§ ASSIGNMENT:
Write the entries again exactly, with no line missing.

§ SUPPLIED RECORDS:
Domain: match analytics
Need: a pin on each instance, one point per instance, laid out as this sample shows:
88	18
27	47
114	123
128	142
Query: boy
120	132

§ FINAL ANSWER:
Domain: match analytics
Need: a pin on each instance, one point per instance, laid out as this sample shows:
88	18
27	47
114	123
128	142
Query: boy
120	132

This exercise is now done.